◆ EXERCÍCIOS A REALIZAR:
[1] Indique se cada afirmação está de acordo com o texto sobre o incêndio em Casegas, apresentado abaixo. Responda sim ou não e cite as palavras decisivas do texto. (a) O incêndio anterior em Casegas tinha ocorrido 14 anos antes. (b) As chamas aproximaram-se do casario na manhã da passada quinta-feira. (c) Gonçalo Araújo tinha 25 anos.
[2] Copie do texto sobre o incêndio em Casegas, apresentado abaixo, o trecho entre "Na memória dos" e "de 22 anos.", inclusive.

◆ EXCERTO DA PÁGINA:
────────────────────
População viveu dois dias de verdadeiro inferno

Na memória dos habitantes de Casegas ainda estava o incêndio de há 14 anos. Mas ao fim da tarde da passada quinta-feira, quando as chamas já assomavam numa zona muito próxima do casario, a população temia o pior e recordou o inferno vivido naquele Verão. Alarmados, os populares pareciam adivinhar a noite negra que acabaram por viver. «Esta noite não vamos dormir», previa Gonçalo Araújo, um jovem de 22 anos.
────────────────────
(Dados de localização de pontos)
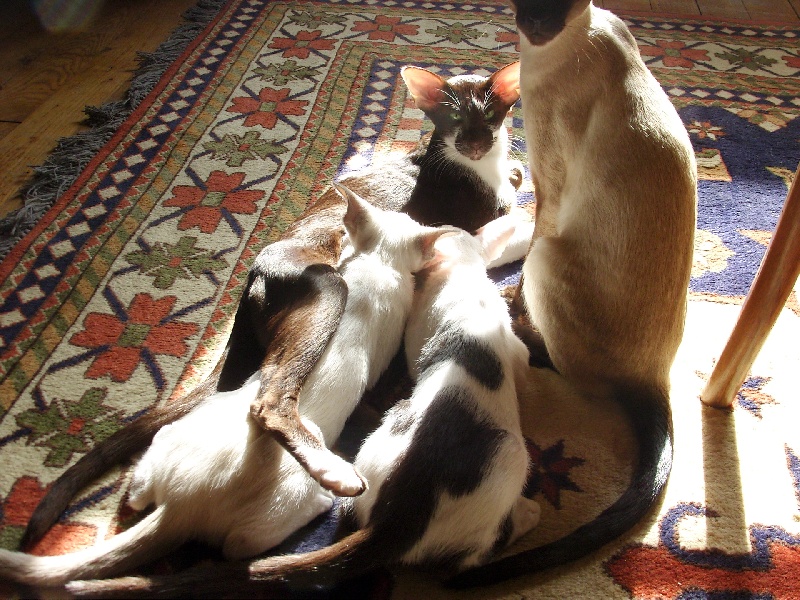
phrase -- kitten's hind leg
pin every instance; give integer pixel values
(330, 470)
(524, 516)
(300, 335)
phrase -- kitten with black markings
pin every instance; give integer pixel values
(214, 475)
(605, 281)
(446, 467)
(436, 181)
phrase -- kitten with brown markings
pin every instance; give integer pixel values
(296, 325)
(214, 475)
(446, 467)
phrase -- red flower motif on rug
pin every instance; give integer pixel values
(792, 61)
(674, 53)
(218, 198)
(265, 109)
(145, 329)
(17, 509)
(668, 571)
(550, 472)
(302, 45)
(384, 28)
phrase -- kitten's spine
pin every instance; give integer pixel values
(149, 537)
(652, 424)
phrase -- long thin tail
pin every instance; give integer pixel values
(117, 448)
(289, 576)
(143, 542)
(652, 423)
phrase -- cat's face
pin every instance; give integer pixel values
(542, 20)
(469, 117)
(467, 111)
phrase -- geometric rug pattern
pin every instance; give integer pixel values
(122, 295)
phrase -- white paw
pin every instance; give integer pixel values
(337, 475)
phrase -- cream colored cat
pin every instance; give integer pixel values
(606, 278)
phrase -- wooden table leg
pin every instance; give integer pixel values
(771, 287)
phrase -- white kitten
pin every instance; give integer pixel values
(214, 475)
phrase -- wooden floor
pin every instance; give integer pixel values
(48, 76)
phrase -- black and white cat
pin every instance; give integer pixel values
(214, 475)
(446, 467)
(606, 279)
(436, 182)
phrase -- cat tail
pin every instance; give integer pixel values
(288, 576)
(112, 451)
(649, 411)
(146, 540)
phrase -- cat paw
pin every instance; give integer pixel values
(337, 475)
(343, 480)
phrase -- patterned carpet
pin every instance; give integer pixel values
(121, 295)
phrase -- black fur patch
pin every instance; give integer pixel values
(503, 535)
(451, 451)
(469, 352)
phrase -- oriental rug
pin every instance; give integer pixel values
(120, 297)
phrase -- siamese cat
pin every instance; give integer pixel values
(446, 467)
(606, 278)
(217, 477)
(295, 326)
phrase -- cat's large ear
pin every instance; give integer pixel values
(358, 209)
(495, 235)
(505, 83)
(425, 87)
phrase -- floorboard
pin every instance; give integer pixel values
(47, 77)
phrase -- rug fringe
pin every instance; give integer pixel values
(72, 154)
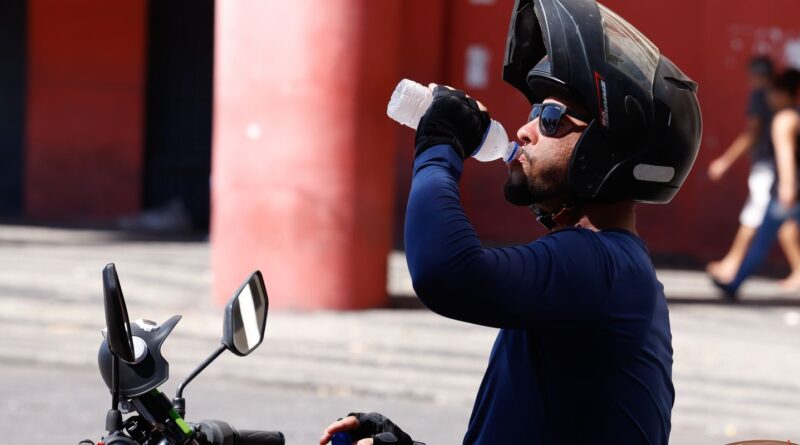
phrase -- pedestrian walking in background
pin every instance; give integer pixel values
(756, 138)
(785, 130)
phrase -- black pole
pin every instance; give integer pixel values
(179, 403)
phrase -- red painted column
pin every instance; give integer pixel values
(302, 164)
(84, 130)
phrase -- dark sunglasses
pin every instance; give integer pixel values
(550, 115)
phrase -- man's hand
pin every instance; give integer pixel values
(368, 429)
(717, 169)
(453, 119)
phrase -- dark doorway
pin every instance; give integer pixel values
(12, 106)
(179, 103)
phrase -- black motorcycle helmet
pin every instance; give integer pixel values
(646, 127)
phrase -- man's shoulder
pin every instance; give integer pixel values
(579, 245)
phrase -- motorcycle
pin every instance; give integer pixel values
(133, 368)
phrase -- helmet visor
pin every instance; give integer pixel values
(629, 50)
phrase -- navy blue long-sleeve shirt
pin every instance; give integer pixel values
(584, 352)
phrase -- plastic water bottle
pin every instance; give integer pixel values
(411, 100)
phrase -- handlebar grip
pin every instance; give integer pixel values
(253, 437)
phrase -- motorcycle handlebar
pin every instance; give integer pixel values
(218, 432)
(253, 437)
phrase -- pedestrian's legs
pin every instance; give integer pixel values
(762, 242)
(725, 269)
(789, 239)
(762, 176)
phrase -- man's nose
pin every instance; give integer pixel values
(529, 133)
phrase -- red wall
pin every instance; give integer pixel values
(84, 110)
(710, 40)
(302, 175)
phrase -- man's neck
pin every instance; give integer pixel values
(604, 216)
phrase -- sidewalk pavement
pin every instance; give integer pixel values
(736, 365)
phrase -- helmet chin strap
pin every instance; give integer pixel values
(566, 214)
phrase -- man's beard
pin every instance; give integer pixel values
(522, 191)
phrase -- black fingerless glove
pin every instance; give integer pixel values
(382, 430)
(453, 119)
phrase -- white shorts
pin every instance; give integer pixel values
(762, 176)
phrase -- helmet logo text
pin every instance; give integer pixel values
(602, 98)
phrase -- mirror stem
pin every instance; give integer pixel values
(114, 417)
(178, 402)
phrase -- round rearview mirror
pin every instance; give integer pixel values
(118, 328)
(246, 316)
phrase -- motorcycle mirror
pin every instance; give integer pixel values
(118, 327)
(246, 316)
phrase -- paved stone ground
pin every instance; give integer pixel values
(737, 367)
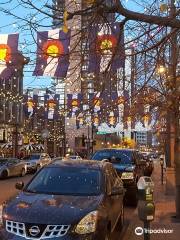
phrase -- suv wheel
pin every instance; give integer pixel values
(23, 173)
(4, 174)
(120, 222)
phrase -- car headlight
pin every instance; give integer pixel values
(127, 175)
(87, 224)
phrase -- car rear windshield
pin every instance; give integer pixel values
(66, 181)
(121, 156)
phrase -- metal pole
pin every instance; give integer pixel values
(162, 175)
(88, 142)
(146, 232)
(46, 139)
(92, 137)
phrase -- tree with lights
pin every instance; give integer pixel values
(151, 42)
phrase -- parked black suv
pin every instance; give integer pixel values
(129, 165)
(66, 200)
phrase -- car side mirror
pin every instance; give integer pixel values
(19, 185)
(113, 160)
(117, 191)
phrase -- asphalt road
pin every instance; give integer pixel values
(8, 190)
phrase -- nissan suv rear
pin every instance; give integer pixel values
(66, 200)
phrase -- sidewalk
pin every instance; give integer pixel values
(165, 208)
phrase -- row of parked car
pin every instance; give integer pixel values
(71, 198)
(19, 167)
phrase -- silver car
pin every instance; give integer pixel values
(12, 167)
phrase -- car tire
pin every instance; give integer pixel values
(4, 174)
(38, 167)
(134, 200)
(120, 222)
(23, 173)
(108, 235)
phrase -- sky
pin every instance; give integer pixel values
(10, 24)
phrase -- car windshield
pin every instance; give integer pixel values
(121, 156)
(66, 181)
(32, 157)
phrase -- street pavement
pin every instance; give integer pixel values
(162, 228)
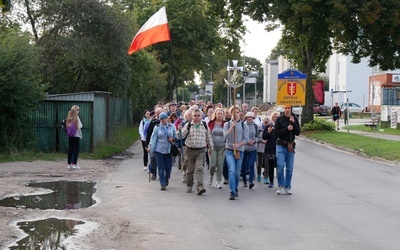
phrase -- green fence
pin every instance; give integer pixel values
(101, 117)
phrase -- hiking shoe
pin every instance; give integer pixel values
(201, 191)
(280, 191)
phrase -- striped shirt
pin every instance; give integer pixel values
(198, 136)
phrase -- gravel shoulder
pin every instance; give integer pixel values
(99, 231)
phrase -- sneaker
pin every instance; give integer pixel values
(201, 191)
(281, 191)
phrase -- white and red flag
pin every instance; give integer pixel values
(155, 30)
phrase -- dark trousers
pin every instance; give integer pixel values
(225, 170)
(73, 150)
(145, 154)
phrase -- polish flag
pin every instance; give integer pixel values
(155, 30)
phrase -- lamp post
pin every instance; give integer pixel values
(234, 82)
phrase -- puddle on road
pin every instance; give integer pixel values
(66, 195)
(46, 234)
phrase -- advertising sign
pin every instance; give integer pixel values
(291, 88)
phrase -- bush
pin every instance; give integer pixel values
(319, 124)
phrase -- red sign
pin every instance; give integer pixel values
(291, 88)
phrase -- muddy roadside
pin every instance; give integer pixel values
(103, 233)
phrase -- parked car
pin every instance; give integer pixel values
(353, 107)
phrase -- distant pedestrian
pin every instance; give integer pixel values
(286, 129)
(346, 114)
(198, 136)
(74, 141)
(145, 119)
(250, 150)
(236, 135)
(216, 125)
(164, 134)
(270, 150)
(336, 113)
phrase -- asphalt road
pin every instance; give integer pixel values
(339, 201)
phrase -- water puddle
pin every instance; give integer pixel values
(66, 195)
(46, 234)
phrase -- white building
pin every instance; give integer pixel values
(348, 80)
(270, 81)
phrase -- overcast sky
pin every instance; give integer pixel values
(259, 42)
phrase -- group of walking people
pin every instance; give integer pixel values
(229, 142)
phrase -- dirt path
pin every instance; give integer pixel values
(13, 177)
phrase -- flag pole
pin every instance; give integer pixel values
(174, 70)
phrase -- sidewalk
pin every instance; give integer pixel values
(389, 137)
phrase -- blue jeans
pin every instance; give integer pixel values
(164, 164)
(248, 163)
(234, 167)
(284, 157)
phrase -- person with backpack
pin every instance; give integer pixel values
(236, 134)
(250, 150)
(145, 119)
(216, 125)
(152, 124)
(198, 136)
(164, 134)
(74, 133)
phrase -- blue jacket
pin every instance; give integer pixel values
(171, 130)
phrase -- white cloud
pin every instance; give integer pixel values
(258, 42)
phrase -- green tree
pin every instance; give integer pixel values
(360, 28)
(20, 88)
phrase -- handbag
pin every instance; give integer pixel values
(174, 150)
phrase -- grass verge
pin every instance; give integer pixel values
(122, 140)
(389, 150)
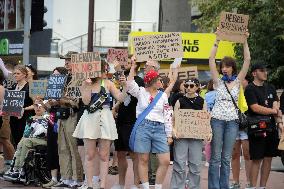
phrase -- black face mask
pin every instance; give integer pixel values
────────────────────
◆ SOLUÇÕES POR EXERCÍCIO:
[1]
(a) Sim: «o incêndio de há 14 anos».
(b) Não: «ao fim da tarde da passada quinta-feira».
(c) Não: «um jovem de 22 anos».

[2]
Na memória dos habitantes de Casegas ainda estava o incêndio de há 14 anos. Mas ao fim da tarde da passada quinta-feira, quando as chamas já assomavam numa zona muito próxima do casario, a população temia o pior e recordou o inferno vivido naquele Verão. Alarmados, os populares pareciam adivinhar a noite negra que acabaram por viver. «Esta noite não vamos dormir», previa Gonçalo Araújo, um jovem de 22 anos.